• Goal: Reproduce each of the following lines word for word, changing nothing.

=== Records for this exercise ===

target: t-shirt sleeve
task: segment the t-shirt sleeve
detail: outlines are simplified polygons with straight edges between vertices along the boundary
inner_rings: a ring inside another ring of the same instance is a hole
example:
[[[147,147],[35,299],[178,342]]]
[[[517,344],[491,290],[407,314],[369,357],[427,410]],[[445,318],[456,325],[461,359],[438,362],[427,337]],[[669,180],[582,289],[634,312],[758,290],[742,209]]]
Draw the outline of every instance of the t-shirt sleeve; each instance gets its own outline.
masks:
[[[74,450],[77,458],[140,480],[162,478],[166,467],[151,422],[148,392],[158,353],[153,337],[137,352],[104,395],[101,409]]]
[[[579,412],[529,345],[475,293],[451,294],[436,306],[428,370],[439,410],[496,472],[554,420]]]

===

• Response to the exercise:
target: t-shirt sleeve
task: segment the t-shirt sleeve
detail: outlines are simplified polygons with straight edges between vertices along the boundary
inner_rings: a ring inside another ring of the same instance is a hole
example:
[[[147,147],[35,299],[178,342]]]
[[[517,344],[491,290],[407,314],[369,357],[427,410]],[[445,318],[456,325],[461,359],[438,362],[427,337]],[[669,180],[582,289],[634,312],[758,290],[742,209]]]
Draw the outline of every instance of the t-shirt sleeve; each instance gets its own outline.
masks:
[[[74,450],[77,458],[140,480],[162,478],[166,467],[151,422],[148,392],[158,353],[153,337],[137,352],[104,395],[101,409]]]
[[[579,412],[529,345],[475,293],[451,294],[436,306],[428,370],[439,410],[496,472],[554,420]]]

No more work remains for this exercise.